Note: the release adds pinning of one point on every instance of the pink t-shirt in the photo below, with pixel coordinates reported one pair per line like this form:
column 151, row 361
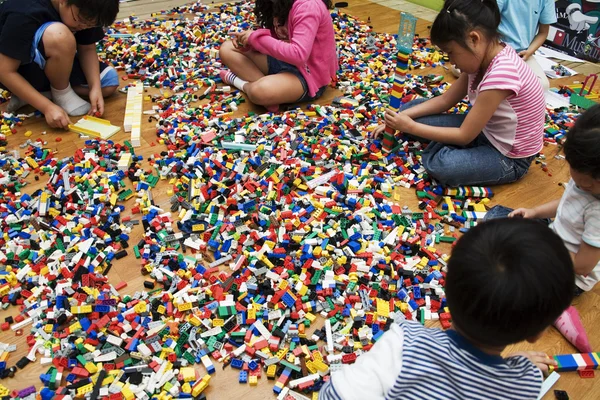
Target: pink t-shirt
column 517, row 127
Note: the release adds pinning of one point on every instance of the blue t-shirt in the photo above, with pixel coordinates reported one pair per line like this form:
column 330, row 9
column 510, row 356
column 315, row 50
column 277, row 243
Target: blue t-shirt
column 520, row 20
* * *
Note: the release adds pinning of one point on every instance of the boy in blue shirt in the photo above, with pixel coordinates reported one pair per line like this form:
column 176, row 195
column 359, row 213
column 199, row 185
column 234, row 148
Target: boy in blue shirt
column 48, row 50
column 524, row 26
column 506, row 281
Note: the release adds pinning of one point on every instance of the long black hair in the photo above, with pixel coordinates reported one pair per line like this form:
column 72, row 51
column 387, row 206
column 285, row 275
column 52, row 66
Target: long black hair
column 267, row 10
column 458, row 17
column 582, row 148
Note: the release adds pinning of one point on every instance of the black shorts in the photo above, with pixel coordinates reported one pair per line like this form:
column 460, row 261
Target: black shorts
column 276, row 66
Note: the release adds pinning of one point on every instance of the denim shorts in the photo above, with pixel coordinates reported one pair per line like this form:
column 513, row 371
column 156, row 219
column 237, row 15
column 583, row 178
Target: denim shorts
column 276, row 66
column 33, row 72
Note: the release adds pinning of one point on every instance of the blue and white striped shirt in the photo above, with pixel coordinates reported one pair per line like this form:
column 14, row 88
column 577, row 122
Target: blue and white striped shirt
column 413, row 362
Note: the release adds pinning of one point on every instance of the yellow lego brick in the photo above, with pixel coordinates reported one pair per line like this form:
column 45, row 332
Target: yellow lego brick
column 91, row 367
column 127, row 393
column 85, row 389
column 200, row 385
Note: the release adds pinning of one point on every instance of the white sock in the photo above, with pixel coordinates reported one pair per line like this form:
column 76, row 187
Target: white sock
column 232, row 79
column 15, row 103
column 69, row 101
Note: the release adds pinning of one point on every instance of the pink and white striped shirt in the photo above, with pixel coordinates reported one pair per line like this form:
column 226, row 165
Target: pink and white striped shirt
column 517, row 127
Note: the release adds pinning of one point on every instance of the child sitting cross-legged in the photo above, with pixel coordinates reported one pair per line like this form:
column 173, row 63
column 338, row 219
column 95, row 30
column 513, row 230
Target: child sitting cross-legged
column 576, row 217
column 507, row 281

What is required> Within the listing above, give again exactly every line from the line with "Target: pink t-shirt" through the line with "column 315, row 50", both included, and no other line.

Output for this exercise>
Target: pink t-shirt
column 517, row 127
Note: the release adds pinning of one point on every instance of the blue t-shirt in the photo above, with pixel coordinates reported one pair per line like this form:
column 330, row 9
column 510, row 356
column 315, row 50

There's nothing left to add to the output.